**Records for the exercise:**
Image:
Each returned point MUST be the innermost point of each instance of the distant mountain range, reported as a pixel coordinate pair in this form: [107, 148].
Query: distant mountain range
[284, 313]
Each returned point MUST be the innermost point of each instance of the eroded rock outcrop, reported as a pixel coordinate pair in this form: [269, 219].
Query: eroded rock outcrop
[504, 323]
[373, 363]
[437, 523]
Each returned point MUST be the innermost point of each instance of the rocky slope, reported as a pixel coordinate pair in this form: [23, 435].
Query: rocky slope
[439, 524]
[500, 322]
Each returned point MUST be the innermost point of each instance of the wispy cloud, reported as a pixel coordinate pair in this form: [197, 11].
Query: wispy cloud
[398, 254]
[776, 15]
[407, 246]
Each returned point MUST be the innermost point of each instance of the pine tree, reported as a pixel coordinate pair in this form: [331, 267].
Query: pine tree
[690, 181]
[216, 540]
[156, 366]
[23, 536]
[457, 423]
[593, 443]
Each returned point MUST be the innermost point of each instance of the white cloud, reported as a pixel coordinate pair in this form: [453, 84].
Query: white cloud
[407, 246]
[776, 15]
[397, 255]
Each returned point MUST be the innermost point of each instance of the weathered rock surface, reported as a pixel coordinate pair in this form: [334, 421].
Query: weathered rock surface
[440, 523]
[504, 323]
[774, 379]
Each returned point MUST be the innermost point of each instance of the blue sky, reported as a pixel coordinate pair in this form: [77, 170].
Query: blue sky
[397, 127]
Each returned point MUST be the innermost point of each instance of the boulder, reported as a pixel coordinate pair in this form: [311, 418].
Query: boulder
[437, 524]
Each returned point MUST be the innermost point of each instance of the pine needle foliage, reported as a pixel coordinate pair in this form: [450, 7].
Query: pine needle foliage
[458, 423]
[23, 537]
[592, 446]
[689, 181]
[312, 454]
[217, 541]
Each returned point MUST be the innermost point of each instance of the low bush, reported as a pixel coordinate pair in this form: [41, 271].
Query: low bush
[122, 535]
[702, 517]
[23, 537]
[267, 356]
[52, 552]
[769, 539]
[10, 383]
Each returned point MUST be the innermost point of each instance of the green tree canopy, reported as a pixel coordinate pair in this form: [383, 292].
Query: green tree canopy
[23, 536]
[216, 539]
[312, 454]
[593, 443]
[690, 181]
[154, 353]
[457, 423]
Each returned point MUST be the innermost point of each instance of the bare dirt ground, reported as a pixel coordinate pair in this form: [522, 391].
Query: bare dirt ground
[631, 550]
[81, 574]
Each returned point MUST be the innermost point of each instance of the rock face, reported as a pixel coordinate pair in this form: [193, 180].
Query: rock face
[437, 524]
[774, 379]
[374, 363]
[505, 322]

**Exercise aim:** Copy all of the lines above without changing anything in them.

**Result of the task:**
Image:
Each returned point MUST be the innermost point of each instance of the distant mountain range, reported as a pixel coordinate pair in this form: [107, 148].
Query: distant mountain range
[284, 313]
Each returned point MUST be the innermost point of each instance of the eroded rock outcrop, reported as a pixel coordinate pair in this form: [269, 219].
Query: eroded rock outcrop
[504, 323]
[373, 363]
[437, 523]
Each returned point MUST be the innermost point of each instance of the rocky slope, reported as a pixel coordinate pair in this form: [23, 435].
Query: rocky slope
[439, 524]
[500, 322]
Each returned point MUST be the innermost point of each instance of the wispy cloud, reported as a pixel coordinate pair in this form: [197, 11].
Query: wispy cloud
[398, 254]
[776, 15]
[407, 246]
Each returned point MUST be the innermost point of each instance of the pine tree, reported as a pixel coordinate pair in this form: [331, 267].
Query: pine tree
[690, 181]
[216, 540]
[156, 366]
[23, 536]
[457, 423]
[593, 443]
Each returned point MUST be the innermost point of each instance of the white cloud, reported as a pixel coordinate pair in this form: [453, 84].
Query: white cloud
[407, 246]
[776, 15]
[397, 255]
Each returned point MUST be the innermost point of each instance of the weathered rock surface, reported as a pixel coordinate pair in this form: [334, 421].
Query: weathered rock surface
[440, 523]
[504, 323]
[774, 379]
Each returned point MUST be the innermost point of each instance of the blue sky, reported as a pixel coordinate pair in this form: [77, 170].
Query: blue sky
[397, 127]
Each returned point MUST be the innermost point of each instance of the boulder, reported as a pixel coordinate pair in this form: [311, 418].
Query: boulder
[437, 524]
Each returned point MUST be the innermost point of each instance of the pine needle foliage, reported as a pixel coordinate pair in this form: [450, 7].
Query: pine needle foliage
[458, 423]
[23, 537]
[592, 446]
[689, 181]
[312, 454]
[217, 541]
Each returned point MUST be the innermost point of each instance of the low bush, reported as a pixel coordinate pair in this form: [41, 271].
Query: low bush
[122, 535]
[702, 517]
[23, 537]
[267, 356]
[52, 552]
[769, 539]
[10, 383]
Each returned point MUST be the innermost point of each instance of the green tree canopy, reported as a pixel coordinate pair in this form: [383, 292].
Query: green tree canopy
[23, 536]
[216, 539]
[312, 454]
[593, 443]
[690, 181]
[154, 353]
[457, 423]
Each returned point MUST be the innermost point of each instance of the bare dirt ground, reported as a pixel coordinate pair in this form: [522, 391].
Query: bare dirt ground
[631, 550]
[81, 574]
Each returned point MUST be the innermost point of each instance of the rock face, reported as a pixel coordinate pair in this form: [193, 180].
Query: rock face
[437, 524]
[774, 379]
[374, 363]
[505, 322]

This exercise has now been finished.